• WORK INSTRUCTION:
Print the material from its very beginning through the line that contains "positive clicks: (75, 152)", including both ends, and leave the pictures out of your answer.

====== INPUT RECORDS

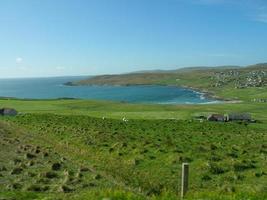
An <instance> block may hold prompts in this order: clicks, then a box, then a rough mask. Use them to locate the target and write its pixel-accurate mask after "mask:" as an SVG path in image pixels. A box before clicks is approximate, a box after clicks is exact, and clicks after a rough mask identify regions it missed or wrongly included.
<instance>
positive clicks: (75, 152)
mask: <svg viewBox="0 0 267 200" xmlns="http://www.w3.org/2000/svg"><path fill="white" fill-rule="evenodd" d="M251 69H252V70H257V73H259V72H258V71H259V69H258V66H252V67H249V68H245V69H241V72H240V73H241V74H244V73H245V74H247V73H250V72H249V71H248V70H251ZM261 69H262V68H261ZM220 70H223V71H224V72H223V73H225V71H226V72H227V73H228V70H229V69H228V68H221V69H220ZM264 70H265V69H264ZM227 73H226V74H227ZM231 73H232V72H231ZM213 75H214V69H208V71H207V70H206V71H205V70H203V69H201V70H199V69H198V70H193V71H188V70H184V71H182V72H181V71H179V73H177V72H169V73H166V72H164V73H162V72H161V73H157V74H156V75H155V74H153V73H150V74H126V75H120V76H100V77H96V78H93V79H89V80H85V81H84V82H83V81H82V82H80V83H79V84H100V85H101V84H107V83H108V84H122V85H131V84H137V83H138V84H161V85H177V86H186V87H192V88H198V89H200V90H201V91H205V92H208V93H211V94H212V95H214V96H218V97H221V98H223V99H229V100H239V101H236V102H235V103H233V102H232V103H230V102H221V103H217V104H202V105H200V104H199V105H152V104H129V103H120V102H110V101H93V100H78V99H77V100H71V99H61V100H59V99H57V100H19V99H7V98H6V99H0V107H10V108H15V109H16V110H18V111H19V115H17V116H16V117H0V148H1V151H0V199H46V200H47V199H51V200H54V199H77V200H78V199H81V200H83V199H105V200H107V199H129V200H131V199H140V200H141V199H142V200H143V199H152V200H159V199H164V200H169V199H170V200H172V199H179V198H180V179H181V165H182V163H183V162H188V163H189V164H190V180H189V182H190V189H189V192H188V194H187V196H186V199H210V200H216V199H218V200H224V199H229V200H239V199H240V200H245V199H250V200H254V199H255V200H258V199H262V200H264V199H267V114H266V113H267V106H266V105H267V103H266V102H261V103H260V102H257V101H254V99H267V87H246V88H242V89H241V88H238V87H235V85H234V84H236V82H234V81H233V80H232V79H229V80H228V79H227V81H225V82H224V85H222V86H220V87H213V86H212V84H213V81H214V80H213ZM129 77H130V78H129ZM196 77H197V78H196ZM256 79H257V77H256ZM245 80H247V79H245ZM257 80H258V79H257ZM238 81H241V82H242V81H244V75H242V77H241V78H239V79H238ZM263 83H264V82H263ZM233 112H236V113H251V115H252V118H253V119H255V120H256V123H247V122H227V123H216V122H208V121H205V120H204V121H199V120H196V117H198V116H208V115H209V114H212V113H220V114H227V113H233ZM123 119H127V120H126V121H125V120H123Z"/></svg>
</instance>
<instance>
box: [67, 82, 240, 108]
mask: <svg viewBox="0 0 267 200" xmlns="http://www.w3.org/2000/svg"><path fill="white" fill-rule="evenodd" d="M64 85H66V86H71V87H77V86H84V87H86V86H114V87H116V86H118V87H119V86H122V87H130V86H165V87H177V88H183V89H189V90H192V91H194V92H196V93H199V94H200V95H202V96H203V98H204V99H213V100H215V101H219V102H222V103H227V104H228V103H242V102H243V101H241V100H234V99H227V98H224V97H219V96H217V95H216V94H214V93H213V92H210V91H206V90H205V89H200V88H195V87H191V86H186V85H181V86H179V85H172V84H170V85H168V84H116V85H115V84H73V83H72V84H70V83H69V82H68V83H64Z"/></svg>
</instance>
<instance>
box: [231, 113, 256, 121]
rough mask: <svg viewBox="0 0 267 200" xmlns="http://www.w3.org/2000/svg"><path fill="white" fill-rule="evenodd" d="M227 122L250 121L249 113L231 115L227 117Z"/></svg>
mask: <svg viewBox="0 0 267 200" xmlns="http://www.w3.org/2000/svg"><path fill="white" fill-rule="evenodd" d="M227 121H252V118H251V114H249V113H231V114H228V116H227Z"/></svg>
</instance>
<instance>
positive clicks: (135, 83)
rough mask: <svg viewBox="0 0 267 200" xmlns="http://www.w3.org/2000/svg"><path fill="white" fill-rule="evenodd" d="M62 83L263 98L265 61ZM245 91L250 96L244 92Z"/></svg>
mask: <svg viewBox="0 0 267 200" xmlns="http://www.w3.org/2000/svg"><path fill="white" fill-rule="evenodd" d="M66 85H70V86H78V85H100V86H101V85H120V86H130V85H166V86H178V87H187V88H193V89H196V90H199V91H202V92H204V93H208V94H210V95H212V96H213V97H216V98H224V99H229V100H233V99H234V100H236V99H239V100H240V99H242V100H246V101H247V100H249V101H252V100H253V101H265V99H267V63H259V64H255V65H250V66H246V67H242V66H232V65H230V66H218V67H205V66H203V67H201V66H200V67H188V68H180V69H176V70H151V71H139V72H132V73H126V74H115V75H100V76H93V77H90V78H87V79H83V80H80V81H76V82H68V83H66ZM249 92H250V94H251V95H250V96H248V94H249Z"/></svg>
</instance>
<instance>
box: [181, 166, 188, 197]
mask: <svg viewBox="0 0 267 200" xmlns="http://www.w3.org/2000/svg"><path fill="white" fill-rule="evenodd" d="M188 179H189V164H188V163H183V164H182V183H181V198H183V197H184V196H185V194H186V192H187V191H188V183H189V181H188Z"/></svg>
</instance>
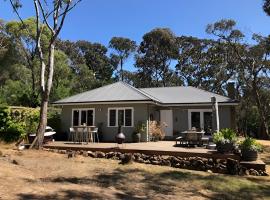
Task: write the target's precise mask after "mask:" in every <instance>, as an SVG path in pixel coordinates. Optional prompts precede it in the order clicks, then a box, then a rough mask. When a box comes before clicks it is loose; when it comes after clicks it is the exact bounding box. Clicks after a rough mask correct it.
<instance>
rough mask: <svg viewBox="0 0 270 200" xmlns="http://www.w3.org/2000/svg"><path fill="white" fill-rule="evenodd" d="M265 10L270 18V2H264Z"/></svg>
mask: <svg viewBox="0 0 270 200" xmlns="http://www.w3.org/2000/svg"><path fill="white" fill-rule="evenodd" d="M263 10H264V12H265V13H266V14H267V15H268V16H270V0H264V3H263Z"/></svg>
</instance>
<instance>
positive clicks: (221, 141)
mask: <svg viewBox="0 0 270 200" xmlns="http://www.w3.org/2000/svg"><path fill="white" fill-rule="evenodd" d="M213 140H214V143H216V144H217V143H222V144H225V143H235V142H236V141H237V136H236V133H235V131H234V130H232V129H229V128H225V129H222V130H220V131H219V132H217V133H214V135H213Z"/></svg>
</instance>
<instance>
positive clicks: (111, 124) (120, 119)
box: [108, 108, 133, 127]
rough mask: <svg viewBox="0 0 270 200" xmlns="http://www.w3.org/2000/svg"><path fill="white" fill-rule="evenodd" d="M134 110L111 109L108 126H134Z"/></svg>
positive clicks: (127, 109)
mask: <svg viewBox="0 0 270 200" xmlns="http://www.w3.org/2000/svg"><path fill="white" fill-rule="evenodd" d="M132 112H133V109H131V108H115V109H111V108H110V109H109V113H108V126H112V127H114V126H126V127H128V126H133V118H132V117H133V116H132Z"/></svg>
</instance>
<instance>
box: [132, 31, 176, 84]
mask: <svg viewBox="0 0 270 200" xmlns="http://www.w3.org/2000/svg"><path fill="white" fill-rule="evenodd" d="M177 55H178V48H177V41H176V37H175V35H174V34H173V33H172V31H171V30H170V29H167V28H156V29H154V30H152V31H150V32H149V33H146V34H145V35H144V36H143V41H142V42H141V44H140V46H139V49H138V54H137V55H136V64H135V65H136V67H137V68H138V70H139V72H141V73H143V74H144V76H146V75H147V76H149V77H148V78H146V80H148V81H149V80H150V78H151V79H154V80H155V86H160V84H161V85H162V86H168V85H169V80H170V77H171V76H172V73H171V70H170V64H171V61H172V60H174V59H176V58H177ZM149 86H150V85H149ZM149 86H148V87H149Z"/></svg>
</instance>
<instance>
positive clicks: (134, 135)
mask: <svg viewBox="0 0 270 200" xmlns="http://www.w3.org/2000/svg"><path fill="white" fill-rule="evenodd" d="M132 137H133V142H141V134H140V133H134V134H133V135H132Z"/></svg>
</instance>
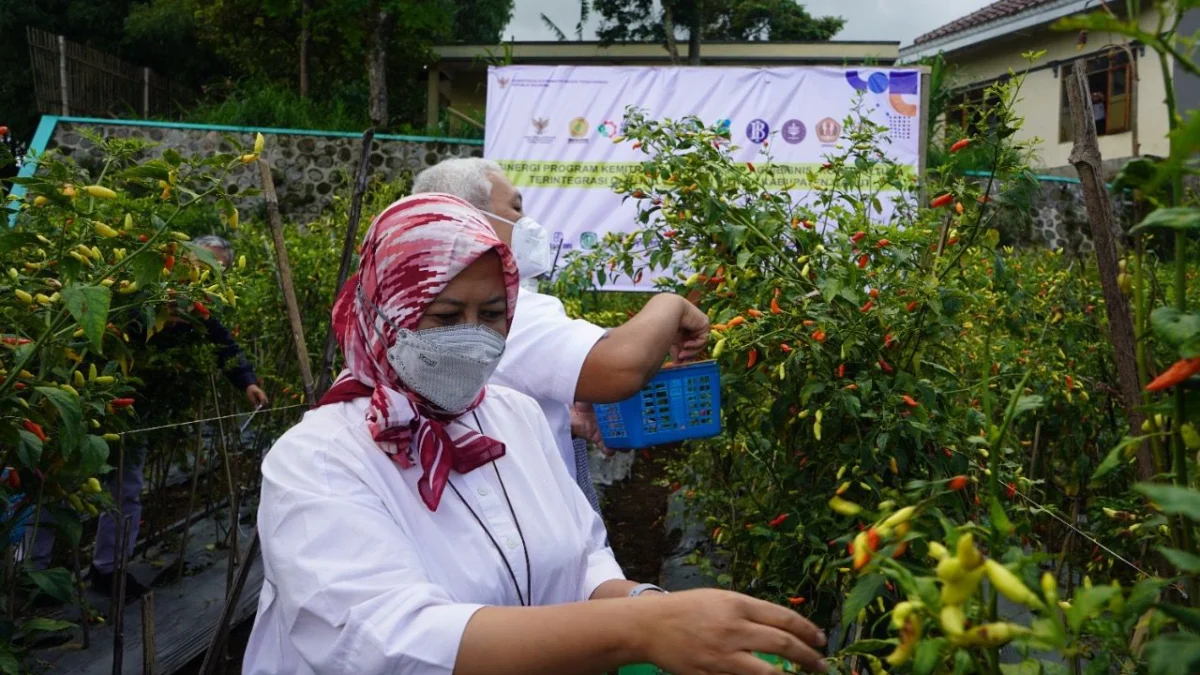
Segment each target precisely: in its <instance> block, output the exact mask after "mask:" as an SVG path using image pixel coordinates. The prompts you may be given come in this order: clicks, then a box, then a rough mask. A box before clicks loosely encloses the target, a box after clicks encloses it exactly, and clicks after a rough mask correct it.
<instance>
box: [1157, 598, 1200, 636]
mask: <svg viewBox="0 0 1200 675" xmlns="http://www.w3.org/2000/svg"><path fill="white" fill-rule="evenodd" d="M1158 611H1162V613H1163V614H1165V615H1168V616H1170V617H1171V619H1174V620H1176V621H1178V622H1180V626H1181V627H1183V628H1188V629H1190V631H1200V609H1192V608H1190V607H1180V605H1177V604H1171V603H1163V604H1160V605H1158Z"/></svg>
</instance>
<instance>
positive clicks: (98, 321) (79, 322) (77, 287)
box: [62, 286, 113, 353]
mask: <svg viewBox="0 0 1200 675" xmlns="http://www.w3.org/2000/svg"><path fill="white" fill-rule="evenodd" d="M112 298H113V293H112V292H110V291H109V289H108V288H106V287H103V286H67V287H66V288H64V289H62V300H64V301H65V303H66V305H67V311H70V312H71V316H72V317H74V319H76V321H77V322H78V323H79V328H83V334H84V335H86V336H88V340H89V341H90V342H91V346H92V348H94V350H96V353H102V352H103V340H104V325H106V324H107V323H108V304H109V303H110V301H112Z"/></svg>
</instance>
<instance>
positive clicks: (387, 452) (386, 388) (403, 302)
mask: <svg viewBox="0 0 1200 675" xmlns="http://www.w3.org/2000/svg"><path fill="white" fill-rule="evenodd" d="M488 251H496V252H497V253H498V255H499V256H500V263H502V268H503V270H504V286H505V288H506V291H508V325H509V327H511V325H512V312H514V310H515V309H516V303H517V288H518V283H520V280H518V276H517V265H516V261H515V259H514V258H512V253H511V251H510V250H509V247H508V246H506V245H505V244H504V243H503V241H500V239H499V238H497V237H496V232H494V231H493V229H492V226H491V225H490V223H488V222H487V219H486V217H485V216H484V215H482V214H481V213H480V211H479V210H476V209H475V208H474V207H472V205H470V204H468V203H467V202H463V201H462V199H458V198H457V197H451V196H449V195H438V193H425V195H418V196H413V197H406V198H403V199H400V201H398V202H396V203H394V204H391V205H390V207H388V208H386V209H385V210H384V211H383V213H382V214H379V216H378V217H376V220H374V222H372V223H371V228H370V229H368V231H367V234H366V239H365V240H364V241H362V257H361V261H360V262H359V271H358V273H355V274H354V275H353V276H350V277H349V279H348V280H347V281H346V286H343V287H342V291H341V293H340V294H338V297H337V303H335V304H334V331H335V334H336V335H337V342H338V345H340V346H341V347H342V354H343V356H344V357H346V371H344V372H343V374H342V376H341V377H338V380H337V382H336V383H335V384H334V387H332V388H331V389H330V390H329V393H328V394H325V396H324V398H322V400H320V404H319V405H326V404H331V402H340V401H347V400H352V399H356V398H362V396H370V398H371V405H370V407H368V408H367V413H366V419H367V428H368V429H370V430H371V436H372V437H373V438H374V440H376V442H377V443H378V444H379V447H380V448H382V449H383V450H384V452H385V453H388V454H389V455H390V456H391V459H392V461H395V462H396V464H398V465H400V466H401V467H402V468H409V467H412V466H414V461H413V458H414V455H415V456H416V459H418V461H419V462H420V465H421V471H422V473H421V480H420V483H419V491H420V495H421V498H422V501H425V504H426V506H428V507H430V509H431V510H436V509H437V508H438V503H439V502H440V500H442V492H443V491H444V490H445V486H446V483H448V480H449V478H450V470H451V468H452V470H454V471H457V472H458V473H467V472H469V471H473V470H475V468H478V467H480V466H482V465H485V464H487V462H490V461H493V460H496V459H499V458H500V456H503V455H504V443H500V442H499V441H496V440H494V438H488V437H486V436H482V435H481V434H479V432H476V431H473V430H468V431H467V432H466V434H462V435H460V436H457V437H454V438H451V436H450V434H449V432H448V430H446V426H448V425H449V424H450V423H451V422H452V420H454V419H455V418H457V417H460V416H461V414H464V413H458V414H452V416H451V414H448V413H445V412H442V411H438V410H436V408H434V407H433V406H432V405H431V404H430V402H428V401H425V400H424V399H422V398H421V396H420V395H418V394H416V393H415V392H413V390H412V389H410V388H408V387H407V386H406V384H404V383H403V382H401V380H400V377H398V376H397V375H396V372H395V370H392V368H391V364H390V363H388V347H390V346H391V345H392V344H394V342H395V340H396V328H401V329H407V330H416V324H418V323H419V322H420V321H421V317H422V316H424V315H425V310H426V309H427V307H428V306H430V304H431V303H433V300H434V299H436V298H437V297H438V295H439V294H440V293H442V291H444V289H445V287H446V285H448V283H450V280H452V279H454V277H455V276H457V275H458V274H460V273H461V271H462V270H464V269H467V268H468V267H469V265H470V264H472V263H474V262H475V261H476V259H479V258H480V257H481V256H482V255H484V253H487V252H488ZM364 299H365V300H366V301H364ZM372 305H373V306H372ZM377 310H378V311H377ZM380 313H382V315H384V316H385V317H386V318H388V319H389V321H384V318H383V317H382V316H379V315H380ZM392 325H395V327H396V328H392ZM485 395H486V389H485V390H484V392H480V394H479V398H476V399H475V402H474V404H472V406H470V407H469V408H468V410H467V411H464V412H470V411H472V410H474V408H475V407H476V406H479V404H480V402H482V400H484V396H485ZM460 426H461V425H460Z"/></svg>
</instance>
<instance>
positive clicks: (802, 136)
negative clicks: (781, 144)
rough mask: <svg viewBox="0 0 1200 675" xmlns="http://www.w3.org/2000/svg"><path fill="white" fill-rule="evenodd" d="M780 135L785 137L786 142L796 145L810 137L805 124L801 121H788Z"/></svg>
mask: <svg viewBox="0 0 1200 675" xmlns="http://www.w3.org/2000/svg"><path fill="white" fill-rule="evenodd" d="M779 135H780V136H782V137H784V141H786V142H788V143H791V144H792V145H796V144H797V143H803V142H804V138H805V137H806V136H808V135H809V130H808V129H805V126H804V123H802V121H800V120H787V121H785V123H784V126H782V129H781V130H780V132H779Z"/></svg>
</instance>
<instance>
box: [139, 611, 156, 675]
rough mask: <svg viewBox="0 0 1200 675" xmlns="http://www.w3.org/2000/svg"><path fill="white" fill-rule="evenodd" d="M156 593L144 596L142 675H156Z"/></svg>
mask: <svg viewBox="0 0 1200 675" xmlns="http://www.w3.org/2000/svg"><path fill="white" fill-rule="evenodd" d="M155 628H156V626H155V616H154V593H146V595H144V596H142V675H154V674H155V668H156V664H155V658H157V656H158V655H157V653H156V647H155V643H156V641H157V640H156V639H155Z"/></svg>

============

• REPLY TO THE EXERCISE:
An <instance> block may hold prompts in this order: clicks, then a box, then a rough mask. Use them to locate the target and write its pixel-accurate mask after "mask:" as an SVG path in image pixels. A box before clicks is approximate, a box after clicks is exact, and clicks after a rough mask identify regions it missed or wrongly included.
<instance>
positive clicks: (75, 152)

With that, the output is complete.